YOUR INSTRUCTIONS: Show all lines below holding the string "point".

[Stored data entries]
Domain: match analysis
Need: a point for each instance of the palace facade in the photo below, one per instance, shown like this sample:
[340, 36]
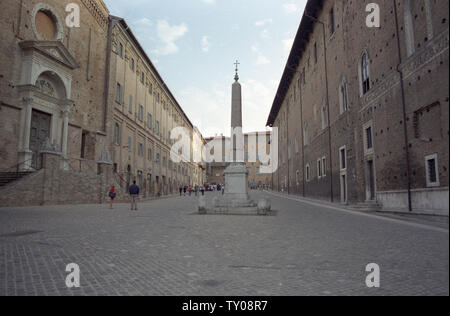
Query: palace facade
[88, 96]
[362, 111]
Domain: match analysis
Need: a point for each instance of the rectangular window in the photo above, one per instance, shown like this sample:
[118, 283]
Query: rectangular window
[130, 106]
[316, 58]
[343, 158]
[324, 117]
[324, 168]
[369, 140]
[432, 171]
[343, 98]
[319, 168]
[119, 93]
[141, 113]
[120, 50]
[149, 121]
[332, 25]
[117, 133]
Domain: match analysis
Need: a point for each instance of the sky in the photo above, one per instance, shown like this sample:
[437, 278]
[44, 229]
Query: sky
[195, 43]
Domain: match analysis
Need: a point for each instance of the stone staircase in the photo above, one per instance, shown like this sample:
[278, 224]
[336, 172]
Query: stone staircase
[8, 177]
[368, 206]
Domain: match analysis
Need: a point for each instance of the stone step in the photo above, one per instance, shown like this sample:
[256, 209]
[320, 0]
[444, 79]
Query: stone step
[8, 177]
[366, 206]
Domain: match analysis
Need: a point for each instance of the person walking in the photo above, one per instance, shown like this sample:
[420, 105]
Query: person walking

EXERCISE OUTPUT:
Need: a point for each instance of the palace facade in the photo below, one per instance, shown like this sample:
Need: a point for each instance of the rectangular window in the photo above, one per instance, shown like this sample:
Need: a point for each instance of the sky in the photo above, one per instance, shown like this sample:
Need: a point for each instance of the stone staircase in the photo above, one per instance, shown like this sample:
Need: a point for each instance of the stone step in the photo above, one per instance, shown like this sample:
Need: a point for each instance of the person walking in the photo above, one per instance, shown like this sample:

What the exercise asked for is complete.